*PAGE EXTRACT*:
**********
There was a similar problem reported recently. It turned out to be
caused by a __devinitconst annotation attached to a usb_device_id
table.

If there are any __devinit* annotations in the hid-picolcd driver, you
should see if removing them helps.

Alan Stern

2012-08-18 13:49:18

by Bruno Prémont

[permalink] [raw]
Subject: Re: [PATCH 0/7] HID: picoLCD updates

On Sat, 18 August 2012 Alan Stern <[email protected]> wrote:
> On Sat, 18 Aug 2012, Bruno Prémont wrote:
> > On Thu, 16 August 2012 Jiri Kosina <[email protected]> wrote:
> > > On Thu, 16 Aug 2012, Bruno Prémont wrote:
> > >
> > > > > I don't really understand this explanation. Once usb_kill_urb() returns,
> > > > > the URB should be available for future use (and therefore all queues
> > > > > completely drained).
> > > >
> > > > I won't have time today to check, though my guess is that on each
> > > > echo $usb-id > bind; echo $usb-id > unbind
> > > > under /sys/bus/hid/drivers/hid-picolcd/ the USB urb queue fills a bit does
> > > > not get cleared.
> > > >
> > > > Is usb_kill_urb() called when unbinding just the specific hid driver?
> > >
> > > Yup, through hid_hw_stop() -> usbhid_stop().
> > >
> > > > If so my short timing between bind/unbind must be triggering something
> > > > else...
> > > >
> > > > Otherwise I'm missing something as at first time I got no "output queue full"
> > > > messages, but as I repeated the bind/unbind sequences the prints per bind/unbind
> > > > iteration increased in number.
> > > >
> > > > Anyhow, on Friday evening/week-end I will continue digging and report back with my
> > > > findings.
> >
> > Huh, after changing some of the hid-picolcd data in order to have less racy
> > coupling between hid and framebuffer I'm now dying way too often in _mmx_memcpy
> > and most of the time I don't get a (complete) trace...
>
> There was a similar problem reported recently. It turned out to be
> caused by a __devinitconst annotation attached to a usb_device_id
> table.
**********
*RAW RECORDS*:
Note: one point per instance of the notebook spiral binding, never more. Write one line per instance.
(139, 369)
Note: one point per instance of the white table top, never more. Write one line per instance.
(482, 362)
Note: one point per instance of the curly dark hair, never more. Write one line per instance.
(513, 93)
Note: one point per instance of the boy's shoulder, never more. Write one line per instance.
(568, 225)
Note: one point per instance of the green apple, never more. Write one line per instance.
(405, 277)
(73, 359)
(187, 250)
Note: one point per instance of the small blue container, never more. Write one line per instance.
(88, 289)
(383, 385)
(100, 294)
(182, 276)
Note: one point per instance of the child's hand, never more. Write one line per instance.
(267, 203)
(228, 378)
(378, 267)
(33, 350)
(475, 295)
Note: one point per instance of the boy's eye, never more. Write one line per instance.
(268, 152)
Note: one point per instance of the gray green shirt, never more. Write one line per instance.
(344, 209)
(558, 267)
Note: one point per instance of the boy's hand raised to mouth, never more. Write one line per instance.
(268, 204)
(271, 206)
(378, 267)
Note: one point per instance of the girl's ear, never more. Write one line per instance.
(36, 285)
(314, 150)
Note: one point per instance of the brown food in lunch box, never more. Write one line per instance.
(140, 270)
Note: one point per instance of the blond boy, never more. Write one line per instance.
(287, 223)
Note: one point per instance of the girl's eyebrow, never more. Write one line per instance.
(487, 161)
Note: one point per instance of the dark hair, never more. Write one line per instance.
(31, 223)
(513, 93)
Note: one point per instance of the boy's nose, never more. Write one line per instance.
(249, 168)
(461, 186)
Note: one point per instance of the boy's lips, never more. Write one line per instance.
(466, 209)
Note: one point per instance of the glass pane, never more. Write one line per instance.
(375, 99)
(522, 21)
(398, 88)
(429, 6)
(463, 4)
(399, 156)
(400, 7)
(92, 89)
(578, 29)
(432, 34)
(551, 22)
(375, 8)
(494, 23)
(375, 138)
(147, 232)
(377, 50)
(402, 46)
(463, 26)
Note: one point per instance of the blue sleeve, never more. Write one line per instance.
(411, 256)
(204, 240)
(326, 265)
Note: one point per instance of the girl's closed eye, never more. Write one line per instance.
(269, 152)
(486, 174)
**********
Write out the part of the picoLCD thread between "On Sat, 18 August" and "not get cleared.", inclusive, word for word.

On Sat, 18 August 2012 Alan Stern <[email protected]> wrote:
> On Sat, 18 Aug 2012, Bruno Prémont wrote:
> > On Thu, 16 August 2012 Jiri Kosina <[email protected]> wrote:
> > > On Thu, 16 Aug 2012, Bruno Prémont wrote:
> > >
> > > > > I don't really understand this explanation. Once usb_kill_urb() returns,
> > > > > the URB should be available for future use (and therefore all queues
> > > > > completely drained).
> > > >
> > > > I won't have time today to check, though my guess is that on each
> > > > echo $usb-id > bind; echo $usb-id > unbind
> > > > under /sys/bus/hid/drivers/hid-picolcd/ the USB urb queue fills a bit does
> > > > not get cleared.